### WHAT TO PRODUCE
Omit any picture, and return the remaining data exactly as written.

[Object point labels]

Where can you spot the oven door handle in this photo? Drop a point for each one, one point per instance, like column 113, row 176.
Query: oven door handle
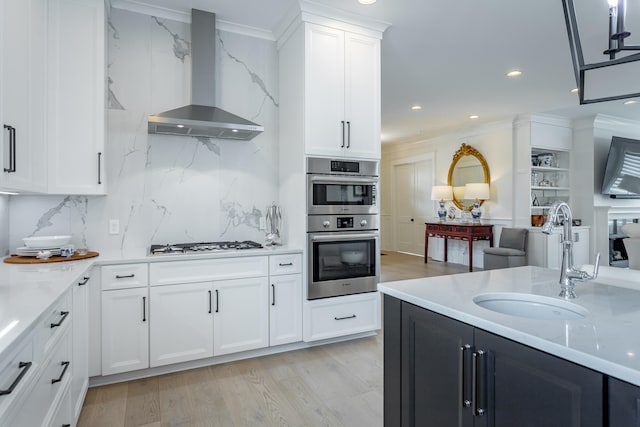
column 344, row 179
column 344, row 236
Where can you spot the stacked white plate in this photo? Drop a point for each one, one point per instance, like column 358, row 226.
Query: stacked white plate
column 35, row 244
column 25, row 251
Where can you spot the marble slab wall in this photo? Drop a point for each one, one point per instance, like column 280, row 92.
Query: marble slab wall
column 168, row 188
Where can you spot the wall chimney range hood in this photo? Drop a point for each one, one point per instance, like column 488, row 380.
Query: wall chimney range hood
column 201, row 118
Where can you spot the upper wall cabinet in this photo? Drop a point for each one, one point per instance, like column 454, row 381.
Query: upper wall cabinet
column 330, row 88
column 342, row 85
column 22, row 88
column 75, row 105
column 52, row 96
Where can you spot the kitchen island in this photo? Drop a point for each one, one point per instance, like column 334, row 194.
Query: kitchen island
column 449, row 361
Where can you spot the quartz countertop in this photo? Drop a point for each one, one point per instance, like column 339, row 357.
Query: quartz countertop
column 28, row 290
column 607, row 340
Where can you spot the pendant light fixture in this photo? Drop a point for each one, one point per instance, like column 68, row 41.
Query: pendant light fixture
column 601, row 79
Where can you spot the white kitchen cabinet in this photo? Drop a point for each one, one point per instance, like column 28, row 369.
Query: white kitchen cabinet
column 125, row 330
column 75, row 97
column 545, row 250
column 340, row 316
column 241, row 315
column 182, row 324
column 22, row 101
column 285, row 311
column 342, row 84
column 80, row 341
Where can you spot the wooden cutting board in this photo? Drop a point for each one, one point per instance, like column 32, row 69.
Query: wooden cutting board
column 17, row 259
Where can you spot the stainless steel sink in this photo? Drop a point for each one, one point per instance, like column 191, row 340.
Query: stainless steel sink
column 530, row 306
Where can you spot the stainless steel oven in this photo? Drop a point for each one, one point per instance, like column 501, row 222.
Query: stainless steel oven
column 343, row 255
column 341, row 186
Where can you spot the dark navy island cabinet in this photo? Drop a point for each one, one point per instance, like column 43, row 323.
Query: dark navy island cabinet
column 442, row 372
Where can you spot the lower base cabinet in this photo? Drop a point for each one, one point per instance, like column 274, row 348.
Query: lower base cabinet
column 441, row 372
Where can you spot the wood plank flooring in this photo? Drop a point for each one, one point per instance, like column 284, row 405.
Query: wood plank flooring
column 332, row 385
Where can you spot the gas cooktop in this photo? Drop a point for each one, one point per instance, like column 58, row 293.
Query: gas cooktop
column 192, row 248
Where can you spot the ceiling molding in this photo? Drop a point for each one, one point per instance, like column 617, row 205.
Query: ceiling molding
column 175, row 15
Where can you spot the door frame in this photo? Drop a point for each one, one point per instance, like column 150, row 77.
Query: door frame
column 426, row 157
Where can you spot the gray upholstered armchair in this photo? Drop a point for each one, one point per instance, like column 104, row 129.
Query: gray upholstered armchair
column 512, row 251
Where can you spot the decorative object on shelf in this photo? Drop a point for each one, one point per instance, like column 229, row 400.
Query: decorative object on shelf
column 477, row 191
column 467, row 166
column 617, row 75
column 441, row 193
column 547, row 160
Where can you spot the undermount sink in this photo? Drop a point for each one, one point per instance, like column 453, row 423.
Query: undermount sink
column 530, row 306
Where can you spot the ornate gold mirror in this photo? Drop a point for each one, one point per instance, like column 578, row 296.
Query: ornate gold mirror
column 467, row 166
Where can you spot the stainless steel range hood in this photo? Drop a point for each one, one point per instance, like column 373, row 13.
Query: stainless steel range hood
column 201, row 118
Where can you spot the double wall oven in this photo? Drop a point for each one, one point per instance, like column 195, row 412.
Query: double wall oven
column 342, row 227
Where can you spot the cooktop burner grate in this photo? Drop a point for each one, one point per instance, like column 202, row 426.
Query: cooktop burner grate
column 187, row 248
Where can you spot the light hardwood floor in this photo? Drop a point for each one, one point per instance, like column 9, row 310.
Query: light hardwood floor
column 332, row 385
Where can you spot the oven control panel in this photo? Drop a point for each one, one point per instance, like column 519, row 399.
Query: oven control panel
column 317, row 223
column 345, row 222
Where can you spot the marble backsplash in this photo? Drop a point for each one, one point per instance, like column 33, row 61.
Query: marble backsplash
column 167, row 188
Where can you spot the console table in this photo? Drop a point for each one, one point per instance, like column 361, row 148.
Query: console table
column 458, row 231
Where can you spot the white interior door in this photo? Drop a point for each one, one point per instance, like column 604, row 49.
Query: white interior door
column 412, row 207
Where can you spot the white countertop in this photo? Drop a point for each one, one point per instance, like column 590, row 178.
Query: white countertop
column 606, row 340
column 28, row 290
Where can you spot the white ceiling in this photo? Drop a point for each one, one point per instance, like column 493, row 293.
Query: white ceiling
column 452, row 57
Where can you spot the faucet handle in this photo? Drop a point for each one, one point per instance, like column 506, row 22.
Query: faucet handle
column 596, row 266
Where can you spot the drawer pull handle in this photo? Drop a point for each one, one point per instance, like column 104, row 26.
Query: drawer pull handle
column 64, row 371
column 64, row 316
column 25, row 367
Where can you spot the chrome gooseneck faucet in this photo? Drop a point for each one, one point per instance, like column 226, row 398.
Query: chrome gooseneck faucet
column 568, row 273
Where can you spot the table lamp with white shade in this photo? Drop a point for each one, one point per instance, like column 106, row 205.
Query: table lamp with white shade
column 441, row 193
column 476, row 191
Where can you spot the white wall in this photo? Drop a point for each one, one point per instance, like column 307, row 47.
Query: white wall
column 162, row 188
column 4, row 225
column 493, row 141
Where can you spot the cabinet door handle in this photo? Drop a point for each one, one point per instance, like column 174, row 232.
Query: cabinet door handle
column 99, row 168
column 478, row 383
column 64, row 315
column 24, row 367
column 465, row 352
column 12, row 149
column 64, row 371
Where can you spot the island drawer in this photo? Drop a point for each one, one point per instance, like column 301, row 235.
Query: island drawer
column 285, row 264
column 205, row 270
column 339, row 316
column 124, row 276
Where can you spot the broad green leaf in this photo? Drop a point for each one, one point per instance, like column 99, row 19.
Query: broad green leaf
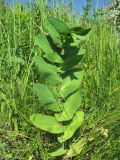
column 70, row 84
column 46, row 123
column 48, row 70
column 70, row 107
column 60, row 26
column 76, row 148
column 53, row 32
column 43, row 43
column 80, row 31
column 46, row 97
column 72, row 127
column 57, row 151
column 72, row 60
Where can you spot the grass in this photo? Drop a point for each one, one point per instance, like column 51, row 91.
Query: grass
column 19, row 139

### WRITTEN REPLY
Where can you spot the oven door handle in this photo? Drop a point for each one, one point per instance, like column 113, row 176.
Query: oven door handle
column 344, row 179
column 344, row 236
Where can you spot the stacked white plate in this photo? Drop a point for each one, one point per instance, like column 358, row 226.
Query: stacked white plate
column 35, row 244
column 25, row 251
Where can you spot the marble slab wall in this photo? Drop a point for each one, one point per instance, like column 280, row 92.
Query: marble slab wall
column 168, row 188
Where can you spot the wall chimney range hood in this photo? Drop a point for each one, one point per instance, like column 488, row 380.
Query: wall chimney range hood
column 201, row 118
Where can you spot the upper wall cabinet in this photo? Drop a point for each one, one point per instance, like column 454, row 381.
Query: upper wall cabinet
column 330, row 88
column 342, row 85
column 22, row 88
column 75, row 105
column 52, row 96
Where can you spot the kitchen island in this photo? Drop a point for each one, one point per instance, like column 334, row 194.
Query: kitchen island
column 449, row 361
Where can you spot the quartz countertop in this photo? Drop a point for each one, one point per instance, like column 339, row 357.
Query: quartz countertop
column 28, row 290
column 607, row 340
Where can you spot the pendant light fixture in this photo? Drop a point for each one, one point per instance, like column 68, row 41.
Query: pendant light fixture
column 601, row 79
Where can you spot the white kitchen cabinet in this photo? Drop a point for each one, one point per instance, like column 28, row 369.
Query: white kitchen cabinet
column 125, row 330
column 75, row 97
column 545, row 250
column 340, row 316
column 241, row 315
column 182, row 324
column 22, row 101
column 285, row 311
column 342, row 84
column 80, row 341
Where can you spot the wooden cutting board in this photo? Drop a point for each one, one point per instance, like column 32, row 69.
Query: wooden cutting board
column 17, row 259
Where can you spot the stainless steel sink in this photo? Drop a point for each one, one point per instance, like column 191, row 340.
Query: stainless steel sink
column 530, row 306
Where can you spot the stainless steel oven in this photo? Drop a point for each one, one point per instance, like column 501, row 222.
Query: stainless steel oven
column 343, row 255
column 341, row 186
Where can you spot the dark navy island cabinet in this photo? Drop a point for each one, one point per instance, like column 43, row 323.
Query: dark navy island cabinet
column 442, row 372
Where can you spot the lower base cabinet in this photo? Drop a point for each one, one point per instance, like column 274, row 348.
Query: lower base cabinet
column 441, row 372
Where can you spot the wood plank flooring in this photo? Drop a point for each one, one point per instance, like column 284, row 405.
Query: wood plank flooring
column 332, row 385
Where can you spot the gas cooktop in this photo? Drop a point for each one, one point per instance, like column 58, row 293.
Query: gas cooktop
column 192, row 248
Where can you spot the ceiling molding in this photo? Drop a point for each one, one point per instance, like column 617, row 205.
Query: ceiling molding
column 175, row 15
Where can you spot the door frame in this photo? Drop a point for each one, one point per instance, like column 150, row 77.
Query: door frame
column 426, row 157
Where can you spot the gray upholstered armchair in this photo? Drop a point for each one, one point per instance, like column 104, row 129.
Query: gray upholstered armchair
column 512, row 251
Where can you spot the decorative object on shelf in this photo? Drop a point for each one, one point per instance, like column 229, row 400.
Query: decorative object on shelf
column 477, row 191
column 467, row 166
column 617, row 75
column 441, row 193
column 547, row 160
Where can you spot the undermount sink in this photo? Drop a point for each one, one point per instance, like column 453, row 423.
Query: undermount sink
column 530, row 306
Where can you spot the ornate gold mirror in this photo? Drop a point for each one, one point per instance, like column 578, row 296.
Query: ornate gold mirror
column 467, row 166
Where can you spot the stainless steel range hood in this photo? Drop a point for each one, one point per instance, like column 373, row 13.
Query: stainless steel range hood
column 201, row 118
Where can you spot the double wall oven in this photo? Drop a point for each one, one point per instance, like column 195, row 412.
Query: double wall oven
column 342, row 227
Where can you spot the cooktop burner grate in this photo? Drop a point for each one, one point per instance, like column 202, row 426.
Query: cooktop burner grate
column 187, row 248
Where can you spot the light hardwood floor in this photo? Drop a point for each one, one point per instance, like column 9, row 310.
Query: light hardwood floor
column 332, row 385
Where can you spot the oven control panel in this photo? Drop a point for each one, one point per instance, like column 519, row 399.
Query: oven control panel
column 317, row 223
column 345, row 222
Where can you spot the marble backsplash in this photo? Drop a point for each one, one point per instance, like column 33, row 61.
Query: marble backsplash
column 167, row 188
Where can you spot the console table in this photo? Drop a point for each one, one point per instance, like column 361, row 148.
Query: console table
column 458, row 231
Where can you spot the white interior door in this photo? Drop a point for each one, one point per instance, like column 604, row 49.
Query: white interior door
column 412, row 207
Where can you spot the white countertop in this photo? Drop a point for each one, one point per instance, like column 590, row 178.
Query: white countertop
column 606, row 340
column 28, row 290
Where can you spot the white ceiling in this photo? Drop a point for each one, one point per instance, like column 493, row 293.
Query: white ceiling
column 452, row 57
Where can you spot the faucet handle in this photo? Drop a point for each one, one point per instance, like column 506, row 22.
Query: faucet handle
column 596, row 266
Where can you spot the drawer pull handle in this photo? Drop a point for each one, one point per instance, like column 104, row 26.
Query: drawer pull handle
column 64, row 371
column 64, row 316
column 25, row 367
Where can you spot the chrome gooseneck faucet in this photo? Drop a point for each one, one point per instance, like column 226, row 398.
Query: chrome gooseneck faucet
column 568, row 273
Where can you spot the table lamp with white shade in this photo? Drop a point for each one, one point per instance, like column 106, row 205.
Query: table lamp with white shade
column 441, row 193
column 476, row 191
Where can you spot the white wall in this photo? Drop a point for each one, one point per instance, like column 307, row 47.
Query: white wall
column 162, row 188
column 4, row 225
column 493, row 141
Where can you spot the cabinet door handle in this photo? Drop a point for each one, one point per instance, like column 174, row 232.
Query: cabinet door handle
column 99, row 168
column 478, row 383
column 64, row 315
column 24, row 367
column 465, row 352
column 12, row 149
column 64, row 371
Where can you spot the island drawer in this photo? Drop a point for each one, one point per instance, like column 301, row 235.
Query: island drawer
column 285, row 264
column 205, row 270
column 339, row 316
column 124, row 276
Where can you spot the broad green leaf in this photo? Drop a point for each one, one point per instance, like column 99, row 19.
Query: broad green leaf
column 70, row 84
column 46, row 123
column 48, row 70
column 70, row 107
column 60, row 26
column 76, row 148
column 53, row 32
column 43, row 43
column 80, row 31
column 46, row 97
column 72, row 127
column 57, row 151
column 72, row 60
Where can you spot the grass in this photo? Drop a point for each one, one point per instance, like column 51, row 91.
Query: grass
column 19, row 139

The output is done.